• Your instructions:
Output everything in the post about Vidal Sassoon from "Britain was a" down to "the age of 84.", copied character for character.

• Provided passage:
○ ○ ○ ○ ○
Sunday, 13 May 2012

Britain was a country for a time and now says "Goodbye" to an old hairdresser called Vidal Sassoon who once fought fascists on the streets of London

Vidal Sassoon, the most famous hairdresser of the 1960's who created styles which caught and then boosted women's new feelings of personal freedom who was born in Britain and stayed here before moving to the USA in his 30's, has died at the age of 84.

What you possibly didn't know about Vidal's life during his 39 years in Britain, that :

*  he was born in Whitechapel of Jewish parents, his mother's family from the Ukraine and his father's from Thessaloniki in Greece and  when his carpet-salesman and womanising father left the family when he was 5 years old,  lived with his younger brother in an orphanage for six years until his mother remarried, during which time she was allowed to visit them once a month and never allowed to take them out.
○ ○ ○ ○ ○
(Location identification items)
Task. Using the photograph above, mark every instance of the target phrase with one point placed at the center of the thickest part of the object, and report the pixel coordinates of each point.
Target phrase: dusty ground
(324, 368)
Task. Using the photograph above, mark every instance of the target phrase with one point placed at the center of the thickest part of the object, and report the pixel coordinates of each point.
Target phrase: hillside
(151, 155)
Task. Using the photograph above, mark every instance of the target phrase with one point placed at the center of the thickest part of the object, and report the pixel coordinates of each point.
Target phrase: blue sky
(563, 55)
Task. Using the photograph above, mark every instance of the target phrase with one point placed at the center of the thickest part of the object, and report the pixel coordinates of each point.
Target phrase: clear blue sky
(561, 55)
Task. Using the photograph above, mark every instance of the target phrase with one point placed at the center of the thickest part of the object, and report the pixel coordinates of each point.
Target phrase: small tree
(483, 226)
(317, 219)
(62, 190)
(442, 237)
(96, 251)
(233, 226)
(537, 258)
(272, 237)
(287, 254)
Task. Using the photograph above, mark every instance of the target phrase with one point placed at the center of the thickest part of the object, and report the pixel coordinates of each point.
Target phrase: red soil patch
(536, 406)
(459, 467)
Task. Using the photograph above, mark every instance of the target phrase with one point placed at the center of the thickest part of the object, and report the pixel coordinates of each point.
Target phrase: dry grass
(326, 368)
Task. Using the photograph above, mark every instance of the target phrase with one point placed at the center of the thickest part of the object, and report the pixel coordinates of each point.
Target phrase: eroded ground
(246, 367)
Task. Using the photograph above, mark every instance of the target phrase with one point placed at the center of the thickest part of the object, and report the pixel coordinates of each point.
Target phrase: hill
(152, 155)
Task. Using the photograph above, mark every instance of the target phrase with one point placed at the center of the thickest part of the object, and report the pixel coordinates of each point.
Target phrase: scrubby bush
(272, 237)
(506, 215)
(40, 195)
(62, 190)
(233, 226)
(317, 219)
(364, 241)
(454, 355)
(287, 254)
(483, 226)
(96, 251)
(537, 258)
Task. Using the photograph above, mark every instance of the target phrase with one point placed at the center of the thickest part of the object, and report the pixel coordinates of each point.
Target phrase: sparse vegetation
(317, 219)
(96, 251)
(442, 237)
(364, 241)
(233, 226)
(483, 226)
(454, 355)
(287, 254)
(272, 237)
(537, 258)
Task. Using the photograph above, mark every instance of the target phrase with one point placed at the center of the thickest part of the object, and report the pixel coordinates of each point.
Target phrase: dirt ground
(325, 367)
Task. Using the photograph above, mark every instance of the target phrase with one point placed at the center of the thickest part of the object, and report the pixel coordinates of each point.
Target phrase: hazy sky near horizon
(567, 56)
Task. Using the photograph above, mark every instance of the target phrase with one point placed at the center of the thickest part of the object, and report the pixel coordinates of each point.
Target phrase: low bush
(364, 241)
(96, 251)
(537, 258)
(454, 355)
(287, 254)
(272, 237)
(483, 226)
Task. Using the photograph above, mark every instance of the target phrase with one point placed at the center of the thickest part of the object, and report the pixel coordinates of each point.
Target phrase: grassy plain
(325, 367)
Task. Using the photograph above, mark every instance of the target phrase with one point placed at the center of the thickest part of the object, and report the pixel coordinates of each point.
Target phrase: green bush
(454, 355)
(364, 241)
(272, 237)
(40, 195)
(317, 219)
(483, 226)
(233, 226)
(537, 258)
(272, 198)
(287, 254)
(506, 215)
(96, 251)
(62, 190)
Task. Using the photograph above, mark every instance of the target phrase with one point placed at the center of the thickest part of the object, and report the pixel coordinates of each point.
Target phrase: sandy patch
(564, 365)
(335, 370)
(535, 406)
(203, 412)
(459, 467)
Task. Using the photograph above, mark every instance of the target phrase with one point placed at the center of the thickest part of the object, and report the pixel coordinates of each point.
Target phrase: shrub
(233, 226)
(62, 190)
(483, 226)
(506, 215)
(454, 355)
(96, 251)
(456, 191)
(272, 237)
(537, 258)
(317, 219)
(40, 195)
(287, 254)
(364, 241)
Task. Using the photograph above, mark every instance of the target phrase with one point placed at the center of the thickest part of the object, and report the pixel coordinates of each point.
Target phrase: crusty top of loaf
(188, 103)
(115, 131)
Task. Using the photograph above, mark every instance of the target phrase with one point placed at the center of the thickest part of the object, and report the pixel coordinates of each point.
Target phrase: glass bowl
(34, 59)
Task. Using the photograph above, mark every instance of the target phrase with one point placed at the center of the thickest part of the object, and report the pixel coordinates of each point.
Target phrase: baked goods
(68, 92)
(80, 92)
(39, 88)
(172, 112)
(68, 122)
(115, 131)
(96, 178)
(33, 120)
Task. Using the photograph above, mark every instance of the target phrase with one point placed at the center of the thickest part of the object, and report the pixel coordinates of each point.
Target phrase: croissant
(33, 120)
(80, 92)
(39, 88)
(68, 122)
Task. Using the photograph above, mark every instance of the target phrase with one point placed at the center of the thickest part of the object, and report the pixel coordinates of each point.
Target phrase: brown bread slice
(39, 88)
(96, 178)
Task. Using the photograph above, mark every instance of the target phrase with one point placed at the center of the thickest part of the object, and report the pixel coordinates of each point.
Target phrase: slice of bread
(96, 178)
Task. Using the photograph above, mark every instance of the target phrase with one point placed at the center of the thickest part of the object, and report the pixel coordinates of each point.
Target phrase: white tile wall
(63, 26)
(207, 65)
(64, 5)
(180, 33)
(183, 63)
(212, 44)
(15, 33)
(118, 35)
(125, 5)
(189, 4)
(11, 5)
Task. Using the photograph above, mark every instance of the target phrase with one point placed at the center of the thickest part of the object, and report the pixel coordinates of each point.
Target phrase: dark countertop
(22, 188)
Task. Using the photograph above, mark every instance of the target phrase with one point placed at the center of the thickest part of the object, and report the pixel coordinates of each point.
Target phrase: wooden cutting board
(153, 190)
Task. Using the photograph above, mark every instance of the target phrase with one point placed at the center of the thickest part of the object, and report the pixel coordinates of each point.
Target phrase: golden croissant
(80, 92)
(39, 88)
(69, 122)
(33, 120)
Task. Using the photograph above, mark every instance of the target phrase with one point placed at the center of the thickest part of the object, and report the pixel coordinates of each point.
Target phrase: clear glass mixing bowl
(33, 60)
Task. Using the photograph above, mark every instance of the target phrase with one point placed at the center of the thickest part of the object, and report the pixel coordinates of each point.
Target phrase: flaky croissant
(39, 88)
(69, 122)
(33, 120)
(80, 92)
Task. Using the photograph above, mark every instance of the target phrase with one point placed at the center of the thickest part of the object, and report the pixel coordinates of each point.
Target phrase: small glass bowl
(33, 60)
○ ○ ○ ○ ○
• Response to this exercise:
Britain was a country for a time and now says "Goodbye" to an old hairdresser called Vidal Sassoon who once fought fascists on the streets of London

Vidal Sassoon, the most famous hairdresser of the 1960's who created styles which caught and then boosted women's new feelings of personal freedom who was born in Britain and stayed here before moving to the USA in his 30's, has died at the age of 84.